# Exercise brief:
Starting at the line that contains "Place one marker on every instance of the cyclist in yellow" and ending with the line that contains "pixel 521 139", rewrite that part of the listing with "backpack" swapped for "rucksack" and nothing else altered.

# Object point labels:
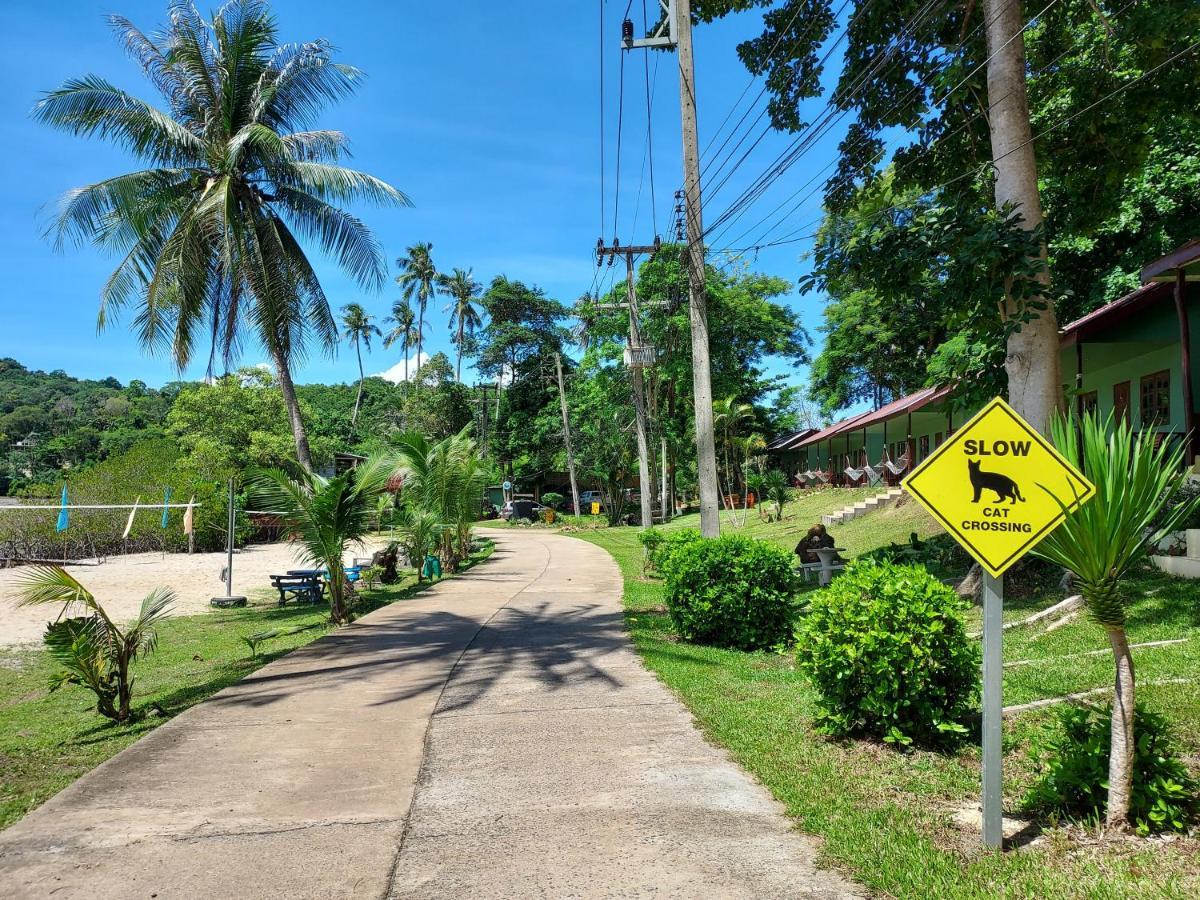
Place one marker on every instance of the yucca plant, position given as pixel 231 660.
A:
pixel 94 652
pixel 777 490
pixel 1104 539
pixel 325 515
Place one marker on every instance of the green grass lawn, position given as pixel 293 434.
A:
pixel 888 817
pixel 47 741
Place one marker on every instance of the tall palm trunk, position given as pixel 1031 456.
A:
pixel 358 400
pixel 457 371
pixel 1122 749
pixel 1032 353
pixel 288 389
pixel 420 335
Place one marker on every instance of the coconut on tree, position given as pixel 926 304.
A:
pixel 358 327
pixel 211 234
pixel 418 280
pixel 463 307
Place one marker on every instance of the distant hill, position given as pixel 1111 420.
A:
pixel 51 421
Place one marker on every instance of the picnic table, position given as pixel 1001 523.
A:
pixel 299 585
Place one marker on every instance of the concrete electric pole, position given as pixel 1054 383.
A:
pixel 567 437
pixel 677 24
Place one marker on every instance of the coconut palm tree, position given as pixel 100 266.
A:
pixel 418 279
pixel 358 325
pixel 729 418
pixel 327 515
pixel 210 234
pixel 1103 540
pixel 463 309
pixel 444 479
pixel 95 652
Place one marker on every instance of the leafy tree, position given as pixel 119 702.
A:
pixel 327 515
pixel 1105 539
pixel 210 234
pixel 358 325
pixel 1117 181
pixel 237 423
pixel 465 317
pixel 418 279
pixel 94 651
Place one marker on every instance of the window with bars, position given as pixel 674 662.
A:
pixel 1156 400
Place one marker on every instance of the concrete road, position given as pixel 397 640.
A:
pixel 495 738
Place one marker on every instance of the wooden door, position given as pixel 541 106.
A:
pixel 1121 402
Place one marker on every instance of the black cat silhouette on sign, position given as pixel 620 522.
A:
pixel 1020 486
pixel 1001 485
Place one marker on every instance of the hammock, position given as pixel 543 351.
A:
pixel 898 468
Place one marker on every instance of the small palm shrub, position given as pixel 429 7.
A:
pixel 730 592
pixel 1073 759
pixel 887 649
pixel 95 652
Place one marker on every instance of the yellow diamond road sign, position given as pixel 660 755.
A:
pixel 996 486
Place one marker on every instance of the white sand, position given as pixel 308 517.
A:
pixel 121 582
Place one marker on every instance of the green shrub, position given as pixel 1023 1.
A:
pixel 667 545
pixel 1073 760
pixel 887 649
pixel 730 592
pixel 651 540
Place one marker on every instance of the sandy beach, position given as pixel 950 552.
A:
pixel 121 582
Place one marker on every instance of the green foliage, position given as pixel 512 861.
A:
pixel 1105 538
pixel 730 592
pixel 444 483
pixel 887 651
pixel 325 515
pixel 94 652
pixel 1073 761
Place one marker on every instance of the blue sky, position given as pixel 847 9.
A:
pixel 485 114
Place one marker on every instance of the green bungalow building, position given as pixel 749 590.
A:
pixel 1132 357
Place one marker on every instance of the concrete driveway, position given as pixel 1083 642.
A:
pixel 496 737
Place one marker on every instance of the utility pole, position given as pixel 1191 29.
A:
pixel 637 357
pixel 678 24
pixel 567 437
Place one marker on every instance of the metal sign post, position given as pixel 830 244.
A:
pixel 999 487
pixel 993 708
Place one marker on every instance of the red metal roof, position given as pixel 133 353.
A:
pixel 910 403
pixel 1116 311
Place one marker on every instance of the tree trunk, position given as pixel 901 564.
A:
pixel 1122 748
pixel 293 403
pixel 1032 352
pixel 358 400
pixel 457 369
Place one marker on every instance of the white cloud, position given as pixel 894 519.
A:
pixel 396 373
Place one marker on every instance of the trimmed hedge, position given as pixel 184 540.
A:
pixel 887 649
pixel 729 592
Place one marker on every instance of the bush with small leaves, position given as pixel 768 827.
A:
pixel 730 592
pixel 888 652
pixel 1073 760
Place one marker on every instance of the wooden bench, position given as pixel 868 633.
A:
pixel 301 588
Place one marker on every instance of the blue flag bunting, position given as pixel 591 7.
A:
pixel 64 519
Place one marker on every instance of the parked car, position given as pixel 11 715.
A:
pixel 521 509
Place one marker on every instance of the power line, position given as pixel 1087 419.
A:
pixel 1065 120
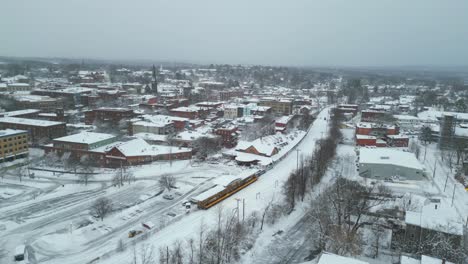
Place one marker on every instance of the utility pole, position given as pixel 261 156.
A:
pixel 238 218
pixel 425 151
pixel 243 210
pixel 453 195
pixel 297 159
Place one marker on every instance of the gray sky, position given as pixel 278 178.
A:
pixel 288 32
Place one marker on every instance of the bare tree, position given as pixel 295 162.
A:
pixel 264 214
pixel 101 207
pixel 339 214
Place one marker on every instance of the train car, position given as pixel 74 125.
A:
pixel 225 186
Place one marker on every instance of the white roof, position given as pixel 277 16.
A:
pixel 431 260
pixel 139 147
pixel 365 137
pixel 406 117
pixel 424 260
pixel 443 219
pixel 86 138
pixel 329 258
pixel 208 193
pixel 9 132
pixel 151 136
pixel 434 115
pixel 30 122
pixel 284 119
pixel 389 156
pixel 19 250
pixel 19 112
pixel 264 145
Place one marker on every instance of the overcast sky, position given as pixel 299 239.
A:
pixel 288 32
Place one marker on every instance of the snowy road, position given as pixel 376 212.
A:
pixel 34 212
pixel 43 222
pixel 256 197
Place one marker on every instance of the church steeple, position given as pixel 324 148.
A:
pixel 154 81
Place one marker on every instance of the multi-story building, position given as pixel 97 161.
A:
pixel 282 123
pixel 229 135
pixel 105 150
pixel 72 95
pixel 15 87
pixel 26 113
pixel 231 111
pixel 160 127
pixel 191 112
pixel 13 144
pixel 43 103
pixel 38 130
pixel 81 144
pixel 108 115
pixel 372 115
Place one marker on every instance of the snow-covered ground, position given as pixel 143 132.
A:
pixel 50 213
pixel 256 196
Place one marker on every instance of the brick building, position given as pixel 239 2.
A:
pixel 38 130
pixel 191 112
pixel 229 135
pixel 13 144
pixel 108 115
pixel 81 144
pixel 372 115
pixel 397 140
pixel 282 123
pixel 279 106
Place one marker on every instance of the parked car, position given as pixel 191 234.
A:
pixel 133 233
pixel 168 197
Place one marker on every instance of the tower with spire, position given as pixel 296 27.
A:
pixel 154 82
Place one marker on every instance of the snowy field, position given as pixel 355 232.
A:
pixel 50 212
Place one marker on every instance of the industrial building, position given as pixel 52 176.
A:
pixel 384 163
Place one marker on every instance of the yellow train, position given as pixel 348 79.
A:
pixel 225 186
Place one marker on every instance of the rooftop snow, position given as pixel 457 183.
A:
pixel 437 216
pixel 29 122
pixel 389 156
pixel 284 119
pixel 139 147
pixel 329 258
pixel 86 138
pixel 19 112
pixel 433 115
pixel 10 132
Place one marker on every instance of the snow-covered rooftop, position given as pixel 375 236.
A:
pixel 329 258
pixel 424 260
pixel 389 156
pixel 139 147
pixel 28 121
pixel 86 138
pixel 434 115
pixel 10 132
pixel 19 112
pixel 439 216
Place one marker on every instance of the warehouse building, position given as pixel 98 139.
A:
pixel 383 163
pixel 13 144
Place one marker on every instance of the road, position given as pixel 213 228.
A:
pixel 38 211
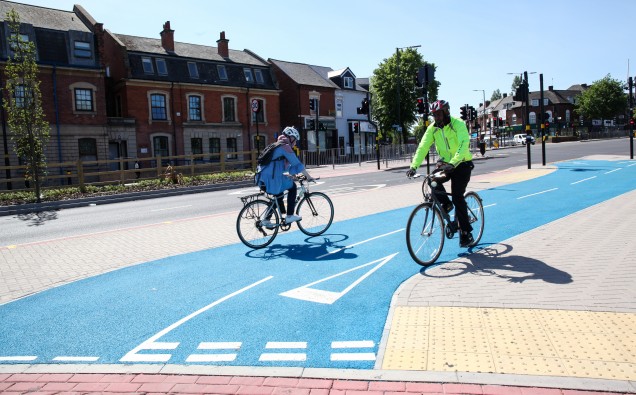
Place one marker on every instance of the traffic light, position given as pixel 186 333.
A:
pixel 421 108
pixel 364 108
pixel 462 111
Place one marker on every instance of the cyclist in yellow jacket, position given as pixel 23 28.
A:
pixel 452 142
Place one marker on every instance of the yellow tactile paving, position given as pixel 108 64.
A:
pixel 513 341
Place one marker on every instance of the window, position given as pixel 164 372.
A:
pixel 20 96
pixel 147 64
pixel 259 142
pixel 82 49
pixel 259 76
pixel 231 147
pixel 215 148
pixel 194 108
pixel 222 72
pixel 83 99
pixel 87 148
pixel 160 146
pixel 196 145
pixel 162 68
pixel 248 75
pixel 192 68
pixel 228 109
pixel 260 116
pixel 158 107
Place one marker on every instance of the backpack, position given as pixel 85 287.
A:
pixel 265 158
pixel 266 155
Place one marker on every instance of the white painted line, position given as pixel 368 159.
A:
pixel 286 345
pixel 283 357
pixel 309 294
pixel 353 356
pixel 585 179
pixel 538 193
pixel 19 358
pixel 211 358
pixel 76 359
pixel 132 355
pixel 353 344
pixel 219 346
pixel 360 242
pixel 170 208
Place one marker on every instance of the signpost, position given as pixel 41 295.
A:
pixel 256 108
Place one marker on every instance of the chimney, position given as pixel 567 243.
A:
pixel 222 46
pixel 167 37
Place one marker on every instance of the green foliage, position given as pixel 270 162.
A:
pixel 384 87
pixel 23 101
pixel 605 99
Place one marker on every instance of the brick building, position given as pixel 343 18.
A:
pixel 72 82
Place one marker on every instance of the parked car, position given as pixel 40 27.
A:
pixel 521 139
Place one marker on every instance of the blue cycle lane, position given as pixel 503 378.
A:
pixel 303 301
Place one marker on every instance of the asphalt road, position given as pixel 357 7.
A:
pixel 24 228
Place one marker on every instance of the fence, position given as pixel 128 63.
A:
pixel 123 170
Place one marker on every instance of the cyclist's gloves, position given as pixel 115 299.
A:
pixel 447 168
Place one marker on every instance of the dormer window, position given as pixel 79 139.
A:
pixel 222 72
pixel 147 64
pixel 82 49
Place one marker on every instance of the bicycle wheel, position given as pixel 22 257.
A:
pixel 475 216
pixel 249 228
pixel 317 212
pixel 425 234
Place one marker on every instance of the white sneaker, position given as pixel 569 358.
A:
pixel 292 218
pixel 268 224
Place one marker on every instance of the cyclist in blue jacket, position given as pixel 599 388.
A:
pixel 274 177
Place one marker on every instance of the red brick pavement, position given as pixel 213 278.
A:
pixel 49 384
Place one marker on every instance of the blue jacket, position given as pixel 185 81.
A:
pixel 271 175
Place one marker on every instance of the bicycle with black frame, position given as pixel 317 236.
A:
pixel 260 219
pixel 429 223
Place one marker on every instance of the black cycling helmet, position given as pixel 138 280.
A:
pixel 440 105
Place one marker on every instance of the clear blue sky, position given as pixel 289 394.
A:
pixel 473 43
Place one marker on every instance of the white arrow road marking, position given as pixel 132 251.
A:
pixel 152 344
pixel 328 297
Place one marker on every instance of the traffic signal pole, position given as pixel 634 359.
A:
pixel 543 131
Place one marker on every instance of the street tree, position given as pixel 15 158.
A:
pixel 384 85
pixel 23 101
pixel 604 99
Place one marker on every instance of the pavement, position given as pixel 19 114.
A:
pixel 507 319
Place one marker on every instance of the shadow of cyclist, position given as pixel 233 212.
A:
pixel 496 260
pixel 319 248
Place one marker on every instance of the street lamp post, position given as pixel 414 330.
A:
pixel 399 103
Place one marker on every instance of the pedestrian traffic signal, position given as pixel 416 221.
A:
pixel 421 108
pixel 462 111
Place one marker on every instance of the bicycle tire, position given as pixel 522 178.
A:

# Right answer:
Place one marker on every instance of the cyclist in yellow jacket, position given as pixel 23 28.
A:
pixel 452 142
Place one marker on every instance of the yellow tactile paving, position given as pixel 108 64.
A:
pixel 513 341
Place one marker on every instance of the window, position given as pixel 164 372.
A:
pixel 20 96
pixel 147 64
pixel 259 142
pixel 82 49
pixel 259 76
pixel 231 147
pixel 215 148
pixel 194 108
pixel 222 72
pixel 83 99
pixel 87 148
pixel 160 146
pixel 196 145
pixel 162 68
pixel 248 75
pixel 192 68
pixel 228 109
pixel 260 116
pixel 158 107
Place one marker on every instance of the rucksack, position given as pixel 85 287.
A:
pixel 265 158
pixel 266 155
Place one marker on every instance of the white painted line, position given as pixel 368 159.
A:
pixel 286 345
pixel 283 357
pixel 309 294
pixel 353 356
pixel 585 179
pixel 538 193
pixel 19 358
pixel 211 358
pixel 76 359
pixel 132 355
pixel 353 344
pixel 219 346
pixel 360 242
pixel 170 208
Place one marker on every instance of the signpost, position given as pixel 41 295.
A:
pixel 256 108
Place one marker on every instance of the chimney, position given as pixel 567 243.
A:
pixel 222 46
pixel 167 37
Place one marker on every instance of the green foliage, position given as pixel 270 162.
A:
pixel 384 87
pixel 23 101
pixel 605 99
Place one marker on every instance of the brick building, position given as pixel 343 18.
A:
pixel 72 82
Place one marker on every instance of the parked car, position given as pixel 40 27.
A:
pixel 521 139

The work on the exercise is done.